We can avoid the risk of becoming obsolete if we can change the hardware of SPH chip after its completion. Changing the hardware might sound self-contradictory, since the hardware is, unlike the software, cannot be changed once it is completed. Though the name might sound strange, such "programmable" chips have been available for several decades now. These chips, usually called FPGA (Field-Programmable Gate Array) chips, consist of small logic elements (LE) and switching matrix to connect them. One LE is typically a small lookup table made of SRAM, combined with additional circuits such as a flip-flop and special logic for arithmetic operations.
The size (in equivalent gate count) of the FPGA chips has been enormously increased, from around 1k of mid-1980's to around 10 million of 2005. Since the increase is driven essentially by the advance in the semiconductor device technology, one can expect that the increase will continue for the next decade. An FPGA chip with over 20 million gates will be available by 2006. Those FPGA chips are large enough to house fairly complex circuits. For example, the pipeline processor chip of GRAPE-3 (Okumura et al., 1993 ) is around 20k gates. Thus, even if we assume rather low utilization ratio of 20%, one GRAPE-3 chip should fit into an FPGA chip with 100k gates, which is now quite typical and pretty cheap.

• [Information supplied]

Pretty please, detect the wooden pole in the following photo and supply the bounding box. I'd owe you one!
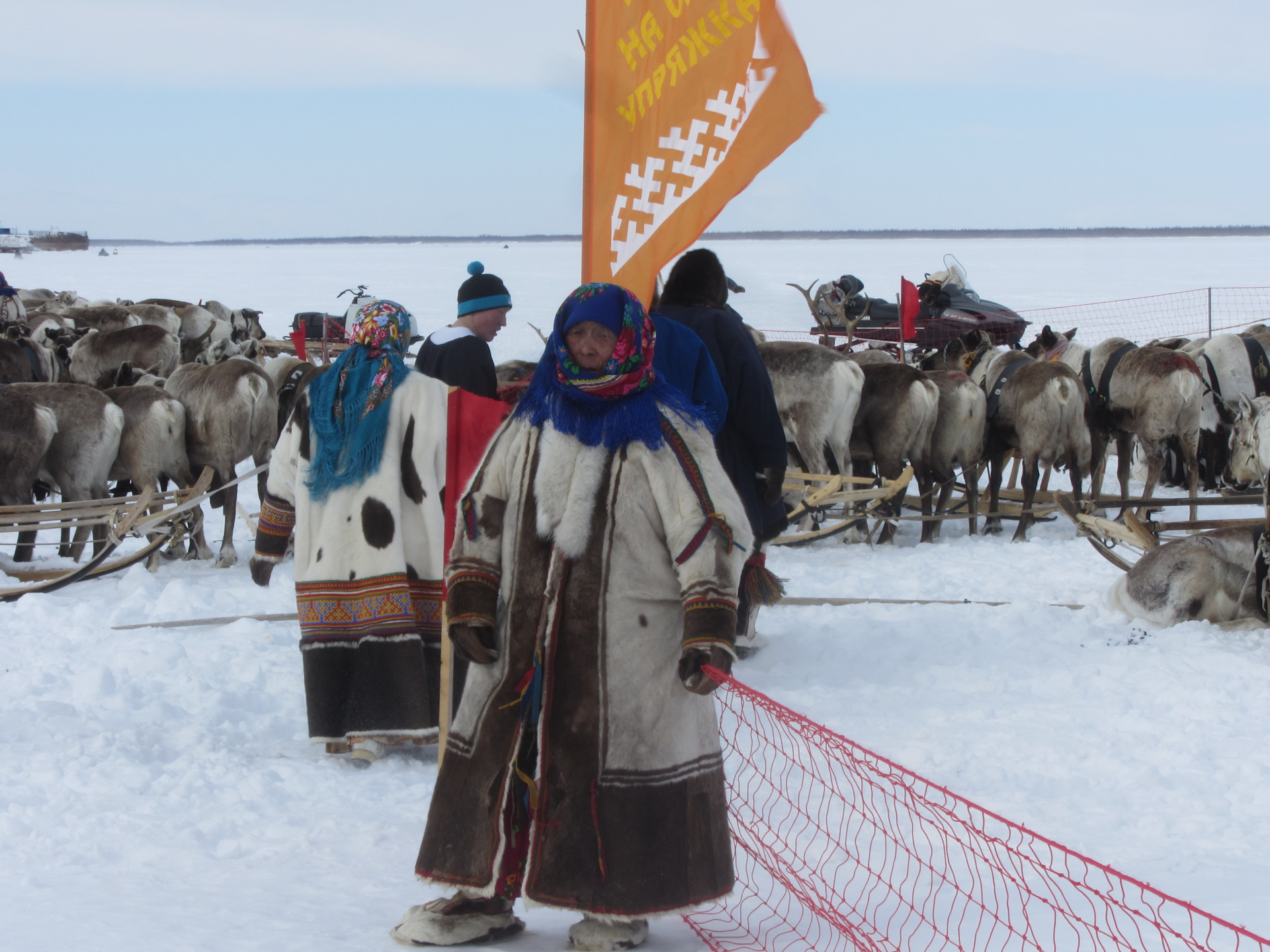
[437,602,453,767]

• [Work instructions]
**1)** Which gate counts does the passage on FPGA chips give? List each one with what it refers to.
**2)** In the passage on FPGA chips, what utilization ratio is assumed when fitting one GRAPE-3 chip into an FPGA chip?
**3)** Continue the passage on FPGA chips from its last sentence.

• [Answers provided]
**1)**
- Around 1k: FPGA chips of the mid-1980s
- Around 10 million: FPGA chips of 2005
- Over 20 million: an FPGA chip expected by 2006
- Around 20k: the pipeline processor chip of GRAPE-3
- 100k: a typical, cheap FPGA chip that could hold one GRAPE-3 chip

**2)** A utilization ratio of 20%.

**3)**
In 1990's, to implement GRAPE pipelines on FPGA would have little practical meaning, since one GRAPE chip of similar price to one FPGA chip at that time was much faster. However, current situation is the other way around such that for relatively small budget project, cost to design and implement new GRAPE chip even with current modest technology is rather expensive (i.e., the initial development cost of GRAPE-6 chip has exceeded 1M USD; Makino et al. (2003) ) and it is not necessarily true that with fixed amount of money, GRAPE chips are cheaper and faster than FPGA chips with GRAPE pipelines. Thus, to implement GRAPE pipelines on FPGA itself is now becoming a considerable alternative to make a new GRAPE chip. Moreover, applications for which no custom hardware is available would find a GRAPElike hardware implemented using FPGA useful. The SPH interaction is a perfect example for this type of hardware. We may implement any variety of the SPH algorithm, as far as it is expressed as interaction between particles and the necessary circuit fits in a target FPGA chip. The peak performance is not as large as what we can enjoy with custom LSI chips, but could be still orders of magnitude faster than what is available on general-purpose computers.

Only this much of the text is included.